# Page excerpt:
_ _ _ _ _ _ _
Abstract / Rough Outline

Many of us have experienced a sense of “familiarity” for faces we have never seen before–a phenomenon tied to both visual perception and personal experience (Lyon, 1996). Can face images be intrinsically familiar? If so, can familiarity be measured consistently? We obtained three measures of familiarity for 100, hyper-realistic, GAN-generated face images, and examined the correspondence between experiments, groups of participants, and individual responses.

We first measure visual familiarity with a task that captures both memorability (i.e. accurate recognition of something previously seen; measured via recognition hit rate, Bainbridge et al., 2016) and familiarity (i.e. false recognition of something we have not actually seen; measured via false alarm rate). However, measurements of familiarity in this task are likely more conservative than our actual experiences of familiarity: we may know we have never seen something before, and yet, it still feels familiar.
_ _ _ _ _ _ _
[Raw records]
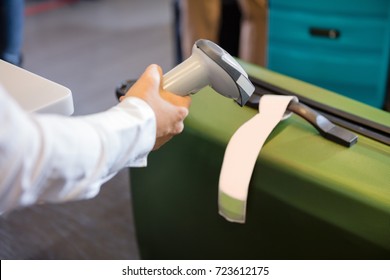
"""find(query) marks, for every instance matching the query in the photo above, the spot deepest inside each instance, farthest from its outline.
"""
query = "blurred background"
(90, 46)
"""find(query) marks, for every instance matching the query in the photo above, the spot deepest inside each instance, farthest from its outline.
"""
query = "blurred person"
(202, 19)
(11, 30)
(52, 158)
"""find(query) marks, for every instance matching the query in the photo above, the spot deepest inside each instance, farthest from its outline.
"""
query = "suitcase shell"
(340, 45)
(309, 198)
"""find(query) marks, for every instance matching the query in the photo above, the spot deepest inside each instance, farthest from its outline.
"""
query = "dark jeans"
(11, 30)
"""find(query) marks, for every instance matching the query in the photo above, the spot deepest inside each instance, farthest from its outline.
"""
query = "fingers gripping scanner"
(208, 65)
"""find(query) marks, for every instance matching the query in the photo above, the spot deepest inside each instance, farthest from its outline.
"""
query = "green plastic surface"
(308, 197)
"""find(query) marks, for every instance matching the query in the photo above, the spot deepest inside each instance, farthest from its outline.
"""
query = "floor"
(89, 46)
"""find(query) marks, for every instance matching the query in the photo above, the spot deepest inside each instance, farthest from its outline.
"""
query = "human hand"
(170, 109)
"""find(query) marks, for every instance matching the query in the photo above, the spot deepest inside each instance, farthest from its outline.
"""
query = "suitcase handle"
(329, 33)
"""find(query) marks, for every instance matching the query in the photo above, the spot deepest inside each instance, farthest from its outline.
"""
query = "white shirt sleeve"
(52, 158)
_ _ _ _ _ _ _
# Exercise task A:
In the face-familiarity abstract, how many GAN-generated face images were used to obtain the familiarity measures?
# Exercise task B:
Recast the paragraph of the face-familiarity abstract that begins "We first measure visual familiarity" as a short bulleted list that keeps its main facts.
# Exercise task C:
Write a few sentences that carry the face-familiarity abstract forward from its final sentence.
The listing is separate material, apart from the face-familiarity abstract.

# Task response A:
100 face images.

# Task response B:
- The first task measures both memorability and familiarity.
- Memorability is the accurate recognition of something previously seen, measured by recognition hit rate (Bainbridge et al., 2016).
- Familiarity is the false recognition of something not actually seen, measured by false alarm rate.
- This task likely measures familiarity more conservatively than real experience, since something can feel familiar even when we know we have never seen it.

# Task response C:
In addition to this inferred measure, our second experiment captures familiarity using a forced-choice task. Here, participants chose the “more familiar” face from pairs of two faces, randomly paired without repeats. The resulting score for each face across all participants serves as its generalized familiarity score.

Our third study aimed to capture the subtleties of familiarity for individual faces, without the time and task constraints of the previous tasks. Participants rated faces on a sliding scale between “Not at all familiar” and “Extremely familiar”.

For each experiment, we computed Spearman’s ranked correlations between image rankings (by familiarity score) for 100 randomly sampled halves of participants. The average over 100 correlations serves as a population-level reliability metric. For all experiments, we found widespread variability in image rankings between groups of individuals (Exp.1 mean rho = .02, Exp.2 mean rho = .01, Exp.3 mean rho = .05). We also calculated the consistency of familiarity scores for individual participants using leave-one-out cross-validation by participant to predict familiarity scores for each image. We found that some participants are more consistent with population responses than others, and this varied as a function of experiment. Finally, we computed a Spearman’s correlation between overall image ranking for all three experiments, and found no significantly coinciding familiarity rankings between experiments.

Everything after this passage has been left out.